[DOCUMENT SECTION — start]

Tier 0: Regulatory (The Ground Truth)
Static, authoritative, legally mandated.
| Source | Access Method | Update Frequency | Data Format |
|---|---|---|---|
| FDA Labels | OpenFDA API | Weekly | Structured JSON |
| EMA Post-Auth | Web Scraper / RSS | Monthly | PDF / HTML |
| DailyMed | NIH API / Bulk | Daily | SPL (XML) |
| PMDA (Japan) | Web Scraper | Quarterly | HTML (Japanese) |
Tier 1: Clinical (The Science)
Rigorous, peer-reviewed, baseline statistics.
| Source | Access Method | Data Points |
|---|---|---|
| ClinicalTrials.gov | CT.gov API v2 | Adverse Event Tables, Trial Status |
| EudraCT | Web Scraper | European Clinical Trial results |
| Registry Metadata | Crossref API | Publication status of completed trials |
Tier 2: Observational & Expert (The Narrative)
Case reports, specialist guidelines, real-world studies.
| Source | Access Method | Role |
|---|---|---|
| PubMed / MEDLINE | Entrez E-utilities | Case reports of rare adverse events |
| bioRxiv / medRxiv | API | Pre-print signals (Fast but unverified) |
| NICE Guidelines | Web Scraper | Standard of care changes |
Tier 4: Aggregated Community (The Volume)
Structured reports from non-regulatory sources.
| Source | Access Method | Role |
|---|---|---|
| FAERS | OpenFDA API | Public side-effect reporting (Noisy) |
| VAERS | OpenFDA API | Vaccine-specific adverse events |
| PatientsLikeMe | Web Scraper | Structured patient-reported outcomes |
Tier 5: Anecdotal (The Early Warning)
Unstructured, high-velocity, messy.
| Source | Access Method | Target Channels |
|---|---|---|
| Apify / Reddit API | r/Ozempic, r/Medicine, r/Biohackers | |
| Twitter / X | Apify | #MedTwitter, #PharmaSafety |
| TikTok | Web Scraper | Trending side-effect "storytimes" |
Ingestion Strategy
1. The "Golden Path" (High Confidence)
Automatic ingestion of Tier 0 and Tier 1 data. These sources are considered permanent and override all others in the Authority Lens.
2. The "Signal Path" (Predictive)
Clustering of Tier 5 data.
- Individual reports are ignored.
- Clusters (e.g., 50+ mentions of a symptom in 7 days) are promoted to "Latent Signals" and flagged for comparison against Tier 0.
3. Language Translation
Latent uses google-cloud-translate or local marian-nmt models to normalize Tier 0 data from the PMDA (Japan) and EMA (EU) into English assertions for global conflict detection.

[DOCUMENT SECTION — finish]
[RECORDED INFORMATION — start]

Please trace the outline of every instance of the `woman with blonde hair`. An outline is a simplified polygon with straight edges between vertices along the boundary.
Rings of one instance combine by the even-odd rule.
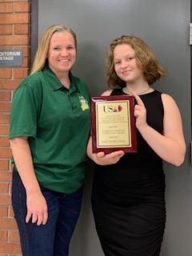
[[[12,204],[23,256],[67,256],[79,216],[90,107],[87,86],[70,72],[76,55],[74,32],[51,26],[14,95]]]

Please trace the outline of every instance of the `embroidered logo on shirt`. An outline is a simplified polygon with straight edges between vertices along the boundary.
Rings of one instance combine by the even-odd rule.
[[[85,111],[86,110],[89,110],[90,106],[88,104],[88,102],[86,99],[85,99],[85,98],[83,98],[82,96],[78,96],[79,98],[79,102],[81,103],[81,107],[82,111]]]

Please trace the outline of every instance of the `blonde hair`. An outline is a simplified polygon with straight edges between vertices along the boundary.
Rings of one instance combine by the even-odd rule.
[[[38,50],[34,56],[34,61],[30,71],[30,74],[41,71],[44,68],[49,50],[50,41],[55,32],[70,33],[74,37],[75,50],[77,51],[77,37],[75,33],[67,26],[51,26],[48,27],[42,35]]]
[[[106,53],[106,64],[107,72],[106,80],[110,88],[115,89],[126,86],[126,82],[120,79],[114,71],[114,50],[118,45],[121,44],[130,45],[134,50],[138,66],[142,70],[144,78],[149,85],[152,85],[156,81],[166,76],[166,71],[160,64],[154,52],[142,39],[134,35],[123,35],[111,42]]]

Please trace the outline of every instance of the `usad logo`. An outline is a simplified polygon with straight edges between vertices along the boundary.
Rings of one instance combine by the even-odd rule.
[[[113,106],[113,105],[109,105],[109,106],[103,106],[103,111],[105,113],[112,113],[112,112],[120,112],[122,111],[122,106]]]

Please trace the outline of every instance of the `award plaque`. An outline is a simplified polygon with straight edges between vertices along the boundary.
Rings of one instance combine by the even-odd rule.
[[[134,107],[131,95],[91,98],[94,153],[137,152]]]

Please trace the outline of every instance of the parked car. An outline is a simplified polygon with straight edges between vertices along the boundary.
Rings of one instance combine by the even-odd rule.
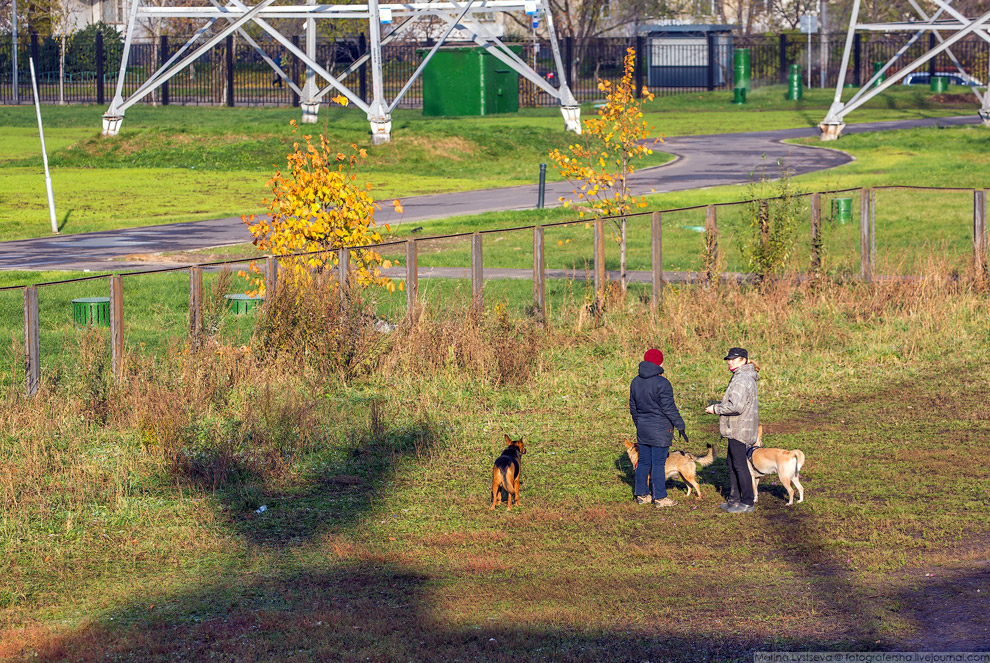
[[[976,80],[972,76],[969,76],[968,74],[960,74],[958,71],[936,71],[935,75],[948,79],[946,82],[949,85],[969,85],[970,87],[983,85],[983,83]],[[928,85],[931,81],[932,77],[929,72],[915,71],[905,76],[901,83],[902,85]]]

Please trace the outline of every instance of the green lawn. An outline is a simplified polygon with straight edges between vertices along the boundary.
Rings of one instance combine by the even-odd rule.
[[[829,99],[828,91],[814,90],[800,102],[787,102],[782,88],[771,87],[754,91],[745,109],[719,92],[661,97],[645,110],[655,133],[675,136],[814,126]],[[898,89],[850,120],[965,114],[971,106],[936,103],[926,91]],[[274,166],[284,163],[292,142],[288,123],[298,119],[296,109],[137,106],[128,111],[120,136],[107,140],[99,136],[103,110],[43,109],[63,232],[259,212],[265,182]],[[593,108],[586,106],[584,112]],[[313,131],[327,132],[340,145],[368,148],[362,177],[380,199],[530,184],[547,151],[574,139],[563,132],[555,109],[451,119],[397,111],[393,141],[377,147],[368,145],[367,121],[360,112],[334,108],[321,118]],[[49,221],[32,109],[0,108],[0,138],[5,183],[0,238],[42,236]],[[657,152],[644,165],[668,159]],[[549,177],[557,178],[552,169]]]

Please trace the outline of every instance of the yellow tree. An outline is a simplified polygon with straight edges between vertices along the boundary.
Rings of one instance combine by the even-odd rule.
[[[291,124],[296,133],[295,120]],[[333,268],[338,261],[335,249],[382,241],[375,228],[379,206],[371,196],[371,185],[359,185],[355,175],[358,162],[367,152],[353,144],[346,153],[332,149],[324,135],[320,135],[318,144],[311,136],[303,135],[302,140],[303,143],[293,143],[293,151],[286,157],[286,171],[276,170],[268,181],[272,190],[272,198],[265,200],[268,214],[241,217],[254,236],[255,246],[262,251],[283,256],[310,254],[279,261],[296,283],[308,282],[314,273]],[[399,201],[393,204],[402,211]],[[395,290],[395,284],[381,271],[391,264],[377,251],[353,250],[350,263],[358,283]],[[260,269],[252,263],[250,272],[252,292],[263,293]]]
[[[619,236],[619,270],[622,289],[626,289],[626,219],[636,207],[646,207],[644,197],[634,196],[629,190],[629,177],[635,171],[635,163],[653,154],[647,141],[653,127],[646,123],[640,100],[636,99],[633,76],[636,68],[636,51],[626,49],[622,79],[618,84],[599,80],[598,89],[605,95],[605,104],[597,116],[584,120],[583,142],[569,146],[567,151],[552,150],[550,160],[560,174],[572,184],[577,194],[578,212],[590,212],[596,218],[610,217],[612,227]],[[653,94],[643,88],[644,99]],[[662,138],[656,138],[662,142]],[[561,197],[565,206],[572,200]]]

[RECORDED INFORMATION — finish]

**TASK SET:**
[A] In the data source overview, rewrite the paragraph beginning "Latent uses google-cloud-translate" as a short bulleted list that keeps its main facts.
[B] Answer these questions from the data source overview, one line each:
(i) What update frequency is listed for DailyMed?
(ii) Which access method is given for PubMed / MEDLINE?
(iii) Under the "Signal Path," what happens to individual reports?

**OUTPUTS IN ORDER:**
[A]
- Tools: google-cloud-translate or local marian-nmt models
- Data handled: Tier 0 data from the PMDA (Japan) and EMA (EU)
- Result: normalized English assertions
- Use: global conflict detection

[B]
(i) Daily
(ii) Entrez E-utilities
(iii) They are ignored.